"""

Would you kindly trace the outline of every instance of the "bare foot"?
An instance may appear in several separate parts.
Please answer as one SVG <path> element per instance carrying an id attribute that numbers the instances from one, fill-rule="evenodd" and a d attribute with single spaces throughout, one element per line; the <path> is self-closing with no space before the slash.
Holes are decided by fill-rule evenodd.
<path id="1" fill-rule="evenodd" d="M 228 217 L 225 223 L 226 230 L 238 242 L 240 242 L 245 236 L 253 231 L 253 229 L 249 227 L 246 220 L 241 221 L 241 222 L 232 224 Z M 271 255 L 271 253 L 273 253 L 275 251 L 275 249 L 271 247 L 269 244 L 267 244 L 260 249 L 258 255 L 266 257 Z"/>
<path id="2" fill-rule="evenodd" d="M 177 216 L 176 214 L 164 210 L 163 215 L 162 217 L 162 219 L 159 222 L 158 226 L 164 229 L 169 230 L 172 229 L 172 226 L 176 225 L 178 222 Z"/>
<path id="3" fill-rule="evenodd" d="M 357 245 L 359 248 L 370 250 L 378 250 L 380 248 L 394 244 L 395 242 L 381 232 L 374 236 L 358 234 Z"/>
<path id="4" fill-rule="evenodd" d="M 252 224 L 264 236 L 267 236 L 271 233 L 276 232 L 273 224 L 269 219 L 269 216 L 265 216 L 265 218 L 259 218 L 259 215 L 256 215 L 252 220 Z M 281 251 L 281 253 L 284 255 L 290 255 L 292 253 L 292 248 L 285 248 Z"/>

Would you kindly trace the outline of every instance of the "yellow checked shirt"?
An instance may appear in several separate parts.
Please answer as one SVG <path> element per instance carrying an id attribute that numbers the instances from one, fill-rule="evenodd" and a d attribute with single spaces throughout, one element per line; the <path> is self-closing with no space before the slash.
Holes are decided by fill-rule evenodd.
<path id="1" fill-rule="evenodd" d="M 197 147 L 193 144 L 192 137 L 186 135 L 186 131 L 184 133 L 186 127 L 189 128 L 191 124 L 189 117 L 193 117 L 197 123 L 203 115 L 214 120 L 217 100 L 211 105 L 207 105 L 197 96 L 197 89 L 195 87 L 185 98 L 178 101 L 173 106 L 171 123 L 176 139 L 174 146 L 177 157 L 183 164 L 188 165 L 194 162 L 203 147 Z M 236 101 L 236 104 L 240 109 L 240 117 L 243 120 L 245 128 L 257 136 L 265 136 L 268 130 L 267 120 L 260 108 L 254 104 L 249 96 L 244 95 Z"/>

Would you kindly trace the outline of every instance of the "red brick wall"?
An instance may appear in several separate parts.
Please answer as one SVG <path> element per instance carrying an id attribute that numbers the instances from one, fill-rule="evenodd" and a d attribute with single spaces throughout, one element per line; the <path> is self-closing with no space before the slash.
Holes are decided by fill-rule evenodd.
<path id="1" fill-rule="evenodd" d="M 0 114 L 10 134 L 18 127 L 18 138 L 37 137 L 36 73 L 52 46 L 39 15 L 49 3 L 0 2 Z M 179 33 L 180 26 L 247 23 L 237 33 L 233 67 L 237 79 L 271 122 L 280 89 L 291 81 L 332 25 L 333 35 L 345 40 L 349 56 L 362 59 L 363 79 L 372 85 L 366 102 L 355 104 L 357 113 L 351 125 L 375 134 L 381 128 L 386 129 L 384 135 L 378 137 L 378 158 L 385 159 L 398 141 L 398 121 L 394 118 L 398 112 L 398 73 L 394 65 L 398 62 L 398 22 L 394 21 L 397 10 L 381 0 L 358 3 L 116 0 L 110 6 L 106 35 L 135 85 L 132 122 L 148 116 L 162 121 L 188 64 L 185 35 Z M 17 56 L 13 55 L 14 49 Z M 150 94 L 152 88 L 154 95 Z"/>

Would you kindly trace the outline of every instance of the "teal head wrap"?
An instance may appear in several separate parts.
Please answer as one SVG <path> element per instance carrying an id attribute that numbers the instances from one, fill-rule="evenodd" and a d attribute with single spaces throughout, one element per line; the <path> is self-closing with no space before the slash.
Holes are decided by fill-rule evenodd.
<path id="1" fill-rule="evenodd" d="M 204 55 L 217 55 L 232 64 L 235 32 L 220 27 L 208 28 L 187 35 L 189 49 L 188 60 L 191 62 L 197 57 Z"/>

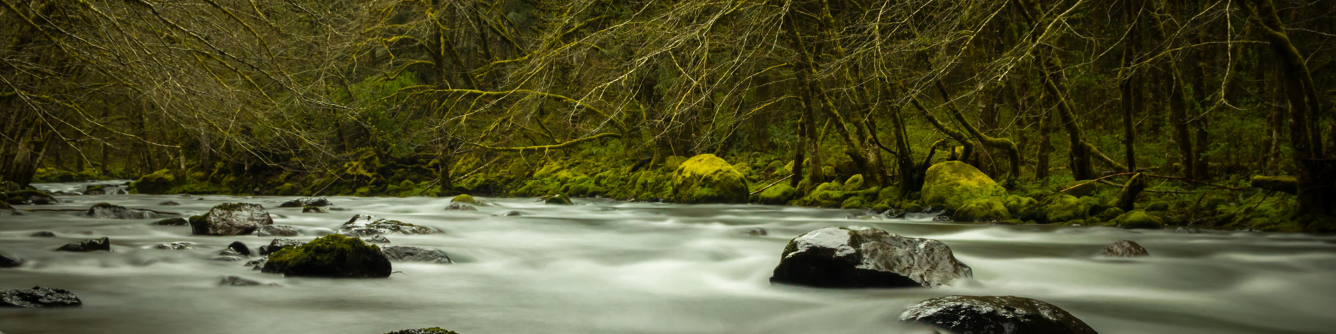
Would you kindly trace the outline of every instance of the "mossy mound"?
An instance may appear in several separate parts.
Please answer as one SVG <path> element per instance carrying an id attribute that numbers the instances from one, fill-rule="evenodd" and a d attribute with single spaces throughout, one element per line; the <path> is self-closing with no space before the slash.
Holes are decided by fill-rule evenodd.
<path id="1" fill-rule="evenodd" d="M 677 203 L 747 203 L 747 179 L 733 166 L 712 154 L 692 156 L 677 166 L 672 178 Z"/>
<path id="2" fill-rule="evenodd" d="M 970 199 L 1006 196 L 1006 188 L 974 166 L 942 162 L 927 168 L 922 196 L 930 206 L 959 208 Z"/>
<path id="3" fill-rule="evenodd" d="M 385 278 L 390 277 L 390 259 L 375 244 L 330 234 L 270 254 L 261 271 L 286 277 Z"/>

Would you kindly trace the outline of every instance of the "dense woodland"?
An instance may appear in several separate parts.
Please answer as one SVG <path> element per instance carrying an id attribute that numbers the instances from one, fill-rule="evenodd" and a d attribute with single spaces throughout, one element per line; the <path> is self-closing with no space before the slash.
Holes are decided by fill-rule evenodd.
<path id="1" fill-rule="evenodd" d="M 754 202 L 907 210 L 959 160 L 1037 200 L 1141 175 L 1173 224 L 1336 227 L 1336 1 L 0 4 L 16 184 L 649 200 L 713 154 Z"/>

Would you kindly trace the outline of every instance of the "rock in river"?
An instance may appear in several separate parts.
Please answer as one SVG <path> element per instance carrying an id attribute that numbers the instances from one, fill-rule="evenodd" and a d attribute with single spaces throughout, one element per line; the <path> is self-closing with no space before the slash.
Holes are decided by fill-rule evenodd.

"""

## What you have to do
Rewrite all the records above as one numbered list, one line per item, skipping the blank lines. Don't include the pictures.

## Answer below
1. Would you kindly trace the outline of every instance of the "bare foot"?
2. An instance may appear in several separate parts.
3. Please answer as one SVG <path> element per instance carrying an id attribute that numbers the instances from one, fill-rule="evenodd" and a d attribute with single spaces throughout, one element per line; the <path> is self-closing with no space before the slash.
4. Holes are decided by fill-rule evenodd.
5. <path id="1" fill-rule="evenodd" d="M 228 217 L 225 223 L 226 230 L 238 242 L 240 242 L 245 236 L 253 231 L 253 229 L 249 227 L 246 220 L 241 221 L 241 222 L 232 224 Z M 271 255 L 271 253 L 273 253 L 275 251 L 275 249 L 271 247 L 269 244 L 267 244 L 260 249 L 258 255 L 266 257 Z"/>
6. <path id="2" fill-rule="evenodd" d="M 177 216 L 176 214 L 164 210 L 163 215 L 162 217 L 162 219 L 159 222 L 158 226 L 164 229 L 169 230 L 172 229 L 172 226 L 176 225 L 178 222 Z"/>
7. <path id="3" fill-rule="evenodd" d="M 357 245 L 359 248 L 370 250 L 378 250 L 380 248 L 394 244 L 395 242 L 381 232 L 374 236 L 358 234 Z"/>
8. <path id="4" fill-rule="evenodd" d="M 252 224 L 264 236 L 267 236 L 271 233 L 276 232 L 273 224 L 269 219 L 269 216 L 265 216 L 265 218 L 259 218 L 259 215 L 256 215 L 252 220 Z M 281 251 L 281 253 L 284 255 L 290 255 L 292 253 L 292 248 L 285 248 Z"/>
9. Would you kindly trace the outline of every instance of the "yellow checked shirt"?
10. An instance may appear in several separate parts.
11. Please answer as one SVG <path> element per instance carrying an id attribute that numbers the instances from one, fill-rule="evenodd" and a d attribute with single spaces throughout, one element per line; the <path> is self-closing with no space before the slash.
12. Holes are decided by fill-rule evenodd.
13. <path id="1" fill-rule="evenodd" d="M 197 147 L 193 144 L 192 137 L 186 135 L 186 131 L 184 133 L 186 127 L 189 128 L 191 124 L 189 117 L 193 117 L 197 123 L 203 115 L 214 120 L 217 100 L 211 105 L 207 105 L 197 96 L 197 89 L 195 87 L 185 98 L 178 101 L 173 106 L 171 123 L 176 139 L 174 146 L 177 157 L 183 164 L 188 165 L 194 162 L 203 147 Z M 236 101 L 236 104 L 240 109 L 240 117 L 243 120 L 245 128 L 257 136 L 265 136 L 268 130 L 267 120 L 260 108 L 254 104 L 249 96 L 244 95 Z"/>
14. Would you kindly trace the outline of every instance of the "red brick wall"?
15. An instance may appear in several separate parts.
16. Please answer as one SVG <path> element per instance carrying an id attribute that numbers the instances from one, fill-rule="evenodd" and a d attribute with single spaces throughout, one element per line; the <path> is self-closing with no space before the slash.
17. Holes are decided by fill-rule evenodd.
18. <path id="1" fill-rule="evenodd" d="M 0 114 L 10 134 L 18 127 L 18 138 L 37 137 L 36 73 L 52 46 L 39 15 L 49 3 L 0 2 Z M 179 33 L 180 26 L 247 23 L 237 33 L 233 67 L 237 79 L 271 122 L 280 89 L 291 81 L 332 25 L 333 35 L 345 40 L 349 56 L 362 59 L 363 79 L 372 85 L 366 102 L 355 104 L 357 113 L 351 125 L 375 134 L 381 128 L 386 129 L 384 135 L 378 137 L 378 158 L 385 159 L 398 141 L 398 121 L 394 118 L 398 112 L 398 73 L 394 65 L 398 62 L 398 22 L 394 21 L 397 10 L 381 0 L 358 3 L 116 0 L 110 6 L 106 35 L 135 85 L 132 122 L 148 116 L 162 121 L 188 64 L 185 35 Z M 17 56 L 13 55 L 14 49 Z M 150 94 L 152 88 L 154 95 Z"/>
19. Would you kindly trace the outline of every instance of the "teal head wrap"?
20. An instance may appear in several separate parts.
21. Please answer as one SVG <path> element per instance carrying an id attribute that numbers the instances from one, fill-rule="evenodd" and a d attribute with single spaces throughout, one element per line; the <path> is self-closing with no space before the slash.
22. Holes are decided by fill-rule evenodd.
23. <path id="1" fill-rule="evenodd" d="M 204 55 L 217 55 L 232 64 L 235 32 L 220 27 L 208 28 L 187 35 L 189 49 L 188 60 L 191 62 L 197 57 Z"/>
24. Would you kindly trace the outline of every instance of the "mossy mound"?
25. An instance may appear in several separate parts.
26. Please answer as one SVG <path> element per instance carrying an id attribute that numbers the instances from one, fill-rule="evenodd" and a d attribute with single spaces throughout, one element per line; the <path> is self-closing with no space before the slash.
27. Holes are decided by fill-rule evenodd.
28. <path id="1" fill-rule="evenodd" d="M 677 203 L 747 203 L 747 179 L 733 166 L 712 154 L 692 156 L 677 166 L 672 178 Z"/>
29. <path id="2" fill-rule="evenodd" d="M 970 199 L 1006 196 L 1006 188 L 974 166 L 942 162 L 927 168 L 922 196 L 930 206 L 959 208 Z"/>
30. <path id="3" fill-rule="evenodd" d="M 385 278 L 390 277 L 390 259 L 375 244 L 330 234 L 270 254 L 261 271 L 286 277 Z"/>
31. Would you kindly trace the outline of every instance of the "dense woodland"?
32. An instance may appear in several separate parts.
33. Please answer as one SVG <path> element per instance carrying an id attribute that numbers the instances from one, fill-rule="evenodd" and a d attribute with single spaces throughout, one element per line; the <path> is self-closing with no space before the slash.
34. Holes are decided by fill-rule evenodd.
35. <path id="1" fill-rule="evenodd" d="M 754 202 L 907 210 L 959 160 L 1037 200 L 1141 175 L 1173 224 L 1336 227 L 1336 1 L 0 4 L 16 184 L 649 200 L 713 154 Z"/>
36. Would you kindly trace the outline of every instance of the "rock in river"?
37. An instance may appear in several separate parts.
38. Please answer as one SVG <path> element per instance carrying an id attribute that numbers the instances from one, fill-rule="evenodd" and a d attribute with single spaces throughout, one element per line; the <path> is self-closing with no space before the slash.
39. Holes are decided by fill-rule evenodd.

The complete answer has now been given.